-- Exercise aim --
Pull out every line of the listing below that contains the string "palm" and copy each one in full.
■ ■ ■ ■ ■
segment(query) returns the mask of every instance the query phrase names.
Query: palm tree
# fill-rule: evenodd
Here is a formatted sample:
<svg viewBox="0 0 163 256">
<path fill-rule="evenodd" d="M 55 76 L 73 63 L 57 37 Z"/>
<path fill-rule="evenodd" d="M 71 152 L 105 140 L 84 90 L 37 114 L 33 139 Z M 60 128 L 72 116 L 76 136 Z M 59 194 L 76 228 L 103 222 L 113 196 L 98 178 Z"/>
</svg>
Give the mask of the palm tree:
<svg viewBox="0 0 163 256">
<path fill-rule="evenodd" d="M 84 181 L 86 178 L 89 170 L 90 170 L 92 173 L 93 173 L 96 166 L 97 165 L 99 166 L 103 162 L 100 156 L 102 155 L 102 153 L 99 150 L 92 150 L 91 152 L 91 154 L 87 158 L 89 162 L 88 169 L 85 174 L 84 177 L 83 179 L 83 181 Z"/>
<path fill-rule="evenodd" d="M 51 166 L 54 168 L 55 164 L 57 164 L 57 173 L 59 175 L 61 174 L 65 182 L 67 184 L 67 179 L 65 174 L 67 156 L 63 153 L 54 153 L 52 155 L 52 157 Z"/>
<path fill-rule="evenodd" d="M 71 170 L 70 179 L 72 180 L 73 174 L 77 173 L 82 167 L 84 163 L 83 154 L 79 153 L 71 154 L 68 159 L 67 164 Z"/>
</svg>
■ ■ ■ ■ ■
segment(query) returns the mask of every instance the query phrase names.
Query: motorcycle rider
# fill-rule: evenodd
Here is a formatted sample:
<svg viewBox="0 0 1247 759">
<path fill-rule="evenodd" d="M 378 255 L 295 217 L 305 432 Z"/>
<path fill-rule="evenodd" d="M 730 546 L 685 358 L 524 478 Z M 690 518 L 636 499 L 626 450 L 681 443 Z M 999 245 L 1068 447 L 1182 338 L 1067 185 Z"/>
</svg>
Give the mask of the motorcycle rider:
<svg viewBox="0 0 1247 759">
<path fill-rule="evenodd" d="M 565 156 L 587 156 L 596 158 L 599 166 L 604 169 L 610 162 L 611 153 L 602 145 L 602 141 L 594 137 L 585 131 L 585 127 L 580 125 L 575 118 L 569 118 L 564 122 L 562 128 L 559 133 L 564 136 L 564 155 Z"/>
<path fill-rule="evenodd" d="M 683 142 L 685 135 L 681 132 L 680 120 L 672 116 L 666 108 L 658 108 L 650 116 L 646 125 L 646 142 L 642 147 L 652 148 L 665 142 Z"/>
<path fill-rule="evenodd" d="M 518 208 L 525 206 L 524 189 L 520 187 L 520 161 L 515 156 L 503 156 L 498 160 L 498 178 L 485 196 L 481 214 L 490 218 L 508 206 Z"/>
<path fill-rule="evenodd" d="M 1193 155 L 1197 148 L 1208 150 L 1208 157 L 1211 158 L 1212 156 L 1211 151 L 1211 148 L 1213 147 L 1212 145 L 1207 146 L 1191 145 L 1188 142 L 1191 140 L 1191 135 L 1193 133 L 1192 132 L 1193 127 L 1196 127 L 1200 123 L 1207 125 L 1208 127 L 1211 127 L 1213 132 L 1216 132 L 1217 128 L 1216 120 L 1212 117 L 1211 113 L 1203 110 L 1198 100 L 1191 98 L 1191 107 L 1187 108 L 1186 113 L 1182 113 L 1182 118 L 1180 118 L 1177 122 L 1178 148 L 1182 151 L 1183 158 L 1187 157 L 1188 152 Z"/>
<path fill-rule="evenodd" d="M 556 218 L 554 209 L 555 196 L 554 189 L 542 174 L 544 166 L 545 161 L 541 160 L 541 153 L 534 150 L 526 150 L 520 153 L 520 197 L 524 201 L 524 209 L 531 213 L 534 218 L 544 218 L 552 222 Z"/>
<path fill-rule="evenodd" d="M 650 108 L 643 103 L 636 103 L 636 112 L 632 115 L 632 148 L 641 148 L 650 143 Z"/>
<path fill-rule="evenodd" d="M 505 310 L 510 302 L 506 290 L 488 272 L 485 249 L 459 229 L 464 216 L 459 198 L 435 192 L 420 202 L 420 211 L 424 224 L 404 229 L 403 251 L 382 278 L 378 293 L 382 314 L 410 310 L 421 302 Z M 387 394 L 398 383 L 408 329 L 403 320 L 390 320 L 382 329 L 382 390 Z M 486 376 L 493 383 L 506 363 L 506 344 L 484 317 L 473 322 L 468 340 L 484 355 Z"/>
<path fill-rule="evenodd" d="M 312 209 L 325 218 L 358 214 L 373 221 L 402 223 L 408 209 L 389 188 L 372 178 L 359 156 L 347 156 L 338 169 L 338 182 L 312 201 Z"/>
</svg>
■ ■ ■ ■ ■
-- The result --
Query: palm tree
Give the mask of the palm tree:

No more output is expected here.